(Task directions):
Render each line of the entries below as a string in one JSON list, skipping blank lines and leaving out the pictures.

(Items):
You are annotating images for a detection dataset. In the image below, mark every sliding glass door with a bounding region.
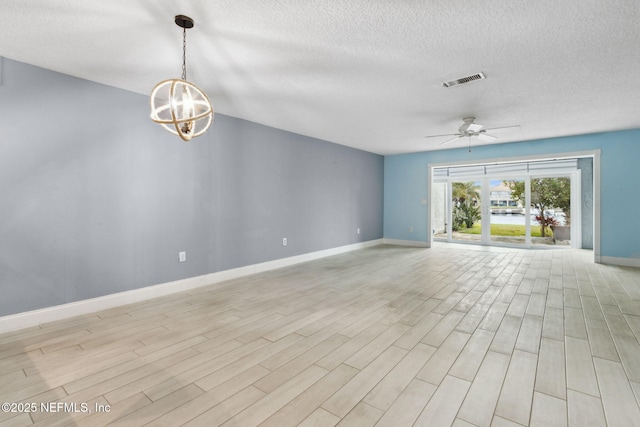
[450,181,482,243]
[489,178,530,245]
[430,159,580,247]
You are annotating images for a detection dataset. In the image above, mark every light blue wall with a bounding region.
[384,129,640,258]
[0,59,384,316]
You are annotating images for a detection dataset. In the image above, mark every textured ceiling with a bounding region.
[0,0,640,154]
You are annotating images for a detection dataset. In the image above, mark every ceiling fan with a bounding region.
[425,117,520,145]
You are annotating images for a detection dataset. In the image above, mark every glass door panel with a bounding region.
[489,179,527,245]
[451,181,482,243]
[531,177,571,246]
[431,182,449,239]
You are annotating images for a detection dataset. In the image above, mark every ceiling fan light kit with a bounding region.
[425,117,520,150]
[151,15,214,141]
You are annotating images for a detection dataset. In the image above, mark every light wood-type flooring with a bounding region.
[0,244,640,427]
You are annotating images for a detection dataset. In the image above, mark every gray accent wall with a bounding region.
[0,58,384,316]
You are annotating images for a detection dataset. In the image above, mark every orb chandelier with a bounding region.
[151,15,213,141]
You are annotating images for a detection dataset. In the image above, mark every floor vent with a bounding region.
[442,73,486,87]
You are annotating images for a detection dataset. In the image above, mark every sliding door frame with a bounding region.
[426,150,601,262]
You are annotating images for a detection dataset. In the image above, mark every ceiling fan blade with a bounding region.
[485,125,520,131]
[474,132,498,142]
[425,133,460,138]
[440,135,464,145]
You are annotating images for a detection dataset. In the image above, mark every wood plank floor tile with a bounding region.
[565,337,600,397]
[416,331,471,385]
[593,357,640,426]
[449,329,495,382]
[535,338,567,400]
[363,344,436,411]
[495,350,538,425]
[414,376,471,427]
[458,351,510,427]
[567,390,607,427]
[529,391,567,427]
[322,346,407,418]
[260,365,359,427]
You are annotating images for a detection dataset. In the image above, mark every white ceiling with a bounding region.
[0,0,640,154]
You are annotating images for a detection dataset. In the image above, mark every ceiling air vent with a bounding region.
[442,73,486,87]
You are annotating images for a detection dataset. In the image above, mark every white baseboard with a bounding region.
[596,255,640,268]
[0,239,383,333]
[382,239,429,248]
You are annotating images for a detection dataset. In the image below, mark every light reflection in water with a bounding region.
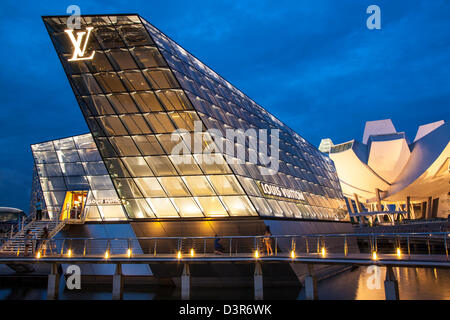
[0,267,450,300]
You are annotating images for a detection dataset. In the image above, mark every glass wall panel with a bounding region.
[133,135,164,156]
[183,176,215,196]
[221,196,257,216]
[122,157,153,177]
[124,199,155,218]
[158,177,189,197]
[134,178,166,198]
[208,175,244,195]
[145,156,177,176]
[172,198,203,217]
[195,197,228,217]
[250,197,273,216]
[169,155,202,175]
[147,198,179,218]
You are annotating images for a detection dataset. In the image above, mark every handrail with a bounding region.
[3,231,444,241]
[1,230,450,260]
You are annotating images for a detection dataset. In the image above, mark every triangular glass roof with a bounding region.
[44,15,344,220]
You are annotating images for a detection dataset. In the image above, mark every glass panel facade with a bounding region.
[42,15,344,220]
[31,134,127,221]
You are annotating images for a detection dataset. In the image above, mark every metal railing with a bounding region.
[1,232,450,260]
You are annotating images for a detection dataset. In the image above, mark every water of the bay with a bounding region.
[0,267,450,300]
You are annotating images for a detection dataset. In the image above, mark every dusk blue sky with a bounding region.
[0,0,450,212]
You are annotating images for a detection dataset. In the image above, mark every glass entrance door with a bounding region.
[59,191,87,220]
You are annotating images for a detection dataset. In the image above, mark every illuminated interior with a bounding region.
[59,191,87,220]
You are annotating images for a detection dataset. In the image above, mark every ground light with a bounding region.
[372,251,378,260]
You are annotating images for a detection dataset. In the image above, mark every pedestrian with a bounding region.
[41,226,53,256]
[214,234,225,254]
[36,199,42,220]
[25,229,33,256]
[263,226,273,256]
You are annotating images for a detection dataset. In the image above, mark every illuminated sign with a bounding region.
[64,27,95,61]
[87,198,122,205]
[259,182,305,201]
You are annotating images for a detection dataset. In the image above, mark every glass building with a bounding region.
[38,15,348,221]
[31,134,126,221]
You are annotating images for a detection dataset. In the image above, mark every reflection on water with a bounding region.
[0,267,450,300]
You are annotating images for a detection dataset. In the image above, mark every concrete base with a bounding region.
[112,264,123,300]
[181,263,191,300]
[384,267,400,300]
[47,264,61,300]
[254,263,264,300]
[305,265,318,300]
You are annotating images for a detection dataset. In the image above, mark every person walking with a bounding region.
[25,229,33,256]
[263,226,273,256]
[36,199,42,220]
[41,226,53,256]
[214,234,225,254]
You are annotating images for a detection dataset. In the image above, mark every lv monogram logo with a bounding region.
[64,27,95,61]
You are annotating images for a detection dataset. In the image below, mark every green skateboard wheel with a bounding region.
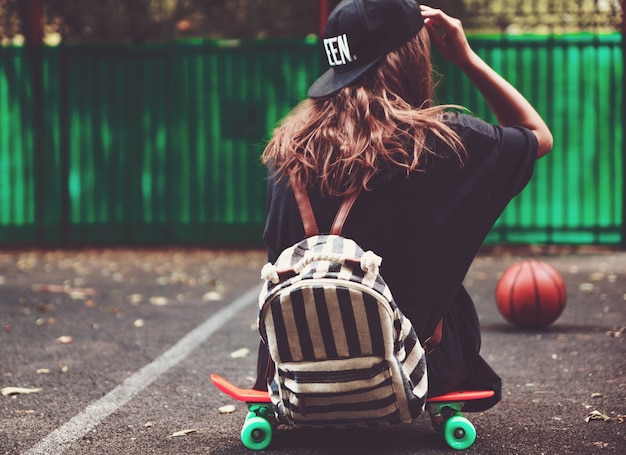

(Complete answer):
[
  "You are annotating images for a detection dataset. In the image below, mark every sliding glass door with a bounding region.",
  "[450,181,482,243]",
  "[489,178,530,245]",
  "[430,159,580,247]",
  "You are annotating images for a detection dataset. In the image above, mark every light blue wall with a bounding region.",
  "[384,129,640,258]",
  "[0,59,384,316]",
  "You are annotating images for a detection dataset. In the image above, mark every textured ceiling with a bounding region.",
  "[0,0,640,154]",
  "You are annotating images for a detection dataset. In the image above, mark every ceiling fan with a bounding region.",
  "[425,117,520,145]",
  "You are annotating images for a detection dataset. In the image above, mark every glass door panel with a bounding region.",
  "[489,179,527,245]",
  "[451,181,482,243]",
  "[531,177,571,246]",
  "[431,182,449,239]",
  "You are annotating images for a detection dataset. In the image above, mark every ceiling fan light kit with a bounding region.",
  "[425,117,520,150]",
  "[151,15,214,141]",
  "You are annotating images for a detection dataset. In the image above, mark every light wood-type flooring with a bounding region.",
  "[0,244,640,427]",
  "You are annotating images for a detection dataset. In the image above, mark every gray accent wall with a bounding region.",
  "[0,58,384,316]",
  "You are annotating images for a detection dataset. In the image above, mark every orb chandelier with a bounding region.",
  "[151,15,213,141]",
  "You are annotating images for a detection dataset. In the image above, mark every floor vent with a bounding region.",
  "[442,73,486,87]",
  "You are annotating images for a detection dataset. In the image above, mark every sliding door frame with a bounding region.",
  "[426,150,601,262]",
  "You are annotating images for a detection dataset. In the image above, mark every ceiling fan blade with a bounding region.",
  "[485,125,520,131]",
  "[474,132,498,142]",
  "[425,133,460,138]",
  "[440,135,464,145]",
  "You are annotating images for a detection dataset. In the image above, mark every wood plank floor tile with a bounding region.",
  "[565,337,600,397]",
  "[416,331,471,385]",
  "[593,357,640,426]",
  "[449,329,495,382]",
  "[535,338,567,400]",
  "[363,344,436,411]",
  "[495,350,538,425]",
  "[414,376,471,427]",
  "[458,351,510,427]",
  "[567,390,607,427]",
  "[529,391,567,427]",
  "[322,346,407,418]",
  "[260,365,359,427]",
  "You are annotating images for a detection dataset. In the image above, mark every white ceiling with a bounding region.",
  "[0,0,640,154]",
  "You are annotating images for a detection dataset. In the image above, mark every ceiling air vent with a bounding region.",
  "[442,73,486,87]",
  "You are annotating images for a detection dataset. In the image above, mark every white baseboard with a bounding region.",
  "[596,255,640,268]",
  "[0,239,383,333]",
  "[382,239,429,248]",
  "You are annotating images for a detection dataset. In the image below, mark every light reflection in water with a bounding region.",
  "[0,267,450,300]",
  "You are annotating images for a detection dataset. In the image above, mark every glass wall panel with a bounding region.",
  "[133,135,164,156]",
  "[183,176,215,196]",
  "[221,196,257,216]",
  "[122,157,153,177]",
  "[124,199,155,218]",
  "[158,177,189,197]",
  "[134,178,166,198]",
  "[208,175,244,195]",
  "[145,156,177,176]",
  "[172,198,203,217]",
  "[195,197,228,217]",
  "[250,197,273,216]",
  "[169,155,202,175]",
  "[147,198,179,218]",
  "You are annotating images for a detection dataset. In the image above, mark every handrail with a bounding region.",
  "[3,231,444,241]",
  "[1,230,450,260]",
  "You are annotating images for a detection dataset. In the image above, mark every triangular glass roof with a bounding region.",
  "[44,15,344,220]",
  "You are annotating images for a detection dataset. In the image above, mark every glass panel facade with a bounding region.",
  "[42,15,344,220]",
  "[31,134,127,221]",
  "You are annotating images for a detection dataset. In the image above, mark every metal railing with a bounding region.",
  "[1,232,450,260]",
  "You are annotating images for a detection dataset. In the image above, mark every water of the bay with a bounding region.",
  "[0,267,450,300]",
  "You are annotating images for a detection dataset. In the image above, mark every dusk blue sky with a bounding region.",
  "[0,0,450,212]",
  "You are annotating images for a detection dataset. In the image above, mark every glass entrance door with a bounding region.",
  "[59,191,87,220]",
  "You are annotating images for a detection dataset. In the image above, mark every illuminated interior with a bounding region.",
  "[59,191,87,220]",
  "You are annotating images for a detection dataset. In the image above, mark every ground light with a bounding region.",
  "[372,251,378,260]",
  "You are annotating images for a detection dataset. In the image above, mark every pedestrian with a bounding region.",
  "[41,226,53,256]",
  "[214,234,225,254]",
  "[36,199,42,220]",
  "[25,229,33,256]",
  "[263,226,273,256]",
  "You are annotating images for a detection dataset. In the image above, mark every illuminated sign with a bounding region.",
  "[64,27,95,61]",
  "[87,198,122,205]",
  "[259,182,305,201]",
  "You are annotating images for a detection dataset. In the image above, mark every glass building with a bounding region.",
  "[38,15,348,221]",
  "[31,134,126,221]",
  "You are annotating images for a detection dataset. In the image above, mark every reflection on water with a bounding region.",
  "[0,267,450,300]",
  "You are annotating images for a detection dataset. In the image above, mark every concrete base with a bounding region.",
  "[112,264,123,300]",
  "[181,263,191,300]",
  "[384,267,400,300]",
  "[47,264,61,300]",
  "[254,263,264,300]",
  "[305,265,318,300]",
  "You are annotating images for a detection dataset. In the image above, mark every person walking with a bounding region.",
  "[25,229,33,256]",
  "[263,226,273,256]",
  "[36,199,42,220]",
  "[41,226,53,256]",
  "[214,234,225,254]",
  "You are annotating images for a detection dataset. In the image above, mark every lv monogram logo with a bounding region.",
  "[64,27,95,61]",
  "You are annotating images for a detection dataset. In the image below, mark every green skateboard wheel with a bounding region."
]